■ Problem details ■
Scale the items from the line with "written like <point>385,72</point>." to the line with "<point>273,50</point>", both ends included, writing out every line again with the requests. Multiply each coordinate in the answer points by 1.65 and round to whole numbers with halves going up, but leave the sample points in the requests unchanged.

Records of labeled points
........

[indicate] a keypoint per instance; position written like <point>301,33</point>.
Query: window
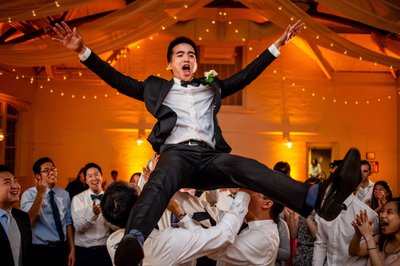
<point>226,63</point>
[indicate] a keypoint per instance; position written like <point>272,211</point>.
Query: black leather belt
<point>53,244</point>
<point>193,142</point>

........

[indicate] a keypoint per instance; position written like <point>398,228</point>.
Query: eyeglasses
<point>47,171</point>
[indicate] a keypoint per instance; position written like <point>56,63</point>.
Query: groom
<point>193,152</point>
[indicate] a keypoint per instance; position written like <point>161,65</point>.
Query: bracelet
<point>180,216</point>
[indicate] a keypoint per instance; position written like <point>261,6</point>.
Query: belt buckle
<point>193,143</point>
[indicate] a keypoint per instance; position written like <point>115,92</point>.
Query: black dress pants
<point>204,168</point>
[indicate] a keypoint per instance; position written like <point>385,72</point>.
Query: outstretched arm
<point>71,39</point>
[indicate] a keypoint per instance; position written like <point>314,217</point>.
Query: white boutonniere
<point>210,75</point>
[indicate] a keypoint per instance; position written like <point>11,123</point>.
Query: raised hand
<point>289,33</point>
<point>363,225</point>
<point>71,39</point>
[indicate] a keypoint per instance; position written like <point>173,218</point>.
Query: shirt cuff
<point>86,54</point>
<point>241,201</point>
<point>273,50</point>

........

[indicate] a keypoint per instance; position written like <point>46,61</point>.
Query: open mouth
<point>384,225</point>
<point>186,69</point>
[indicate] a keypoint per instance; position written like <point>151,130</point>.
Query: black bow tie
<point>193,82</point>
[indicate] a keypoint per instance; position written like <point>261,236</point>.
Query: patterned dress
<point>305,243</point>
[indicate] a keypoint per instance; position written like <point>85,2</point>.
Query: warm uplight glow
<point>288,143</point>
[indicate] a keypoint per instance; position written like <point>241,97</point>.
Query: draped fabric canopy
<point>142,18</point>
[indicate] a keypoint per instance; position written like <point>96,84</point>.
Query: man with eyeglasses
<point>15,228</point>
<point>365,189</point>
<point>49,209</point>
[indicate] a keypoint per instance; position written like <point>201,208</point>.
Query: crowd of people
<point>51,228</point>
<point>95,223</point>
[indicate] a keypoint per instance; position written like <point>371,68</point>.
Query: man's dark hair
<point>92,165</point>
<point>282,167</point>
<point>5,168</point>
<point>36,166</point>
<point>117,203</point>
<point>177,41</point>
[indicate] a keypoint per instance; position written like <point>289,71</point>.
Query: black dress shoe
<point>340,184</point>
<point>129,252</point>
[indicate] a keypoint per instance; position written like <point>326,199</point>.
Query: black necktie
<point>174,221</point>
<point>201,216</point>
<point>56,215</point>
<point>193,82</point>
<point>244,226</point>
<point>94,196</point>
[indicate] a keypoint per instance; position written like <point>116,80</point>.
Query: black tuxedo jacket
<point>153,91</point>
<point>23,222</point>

........

■ Solution to the exercise ■
[indicate] a keypoint per instance; position written like <point>385,72</point>.
Query: outstretched arm
<point>117,64</point>
[indicate] a keypoint per instance; position written like <point>314,217</point>.
Query: white boutonniere
<point>347,124</point>
[indicate] a keypoint per instance; position written like <point>11,123</point>.
Query: raised hand
<point>477,54</point>
<point>599,371</point>
<point>117,64</point>
[indicate] a keypoint per instance; position written like <point>173,218</point>.
Query: shirt cuff
<point>142,89</point>
<point>398,332</point>
<point>450,83</point>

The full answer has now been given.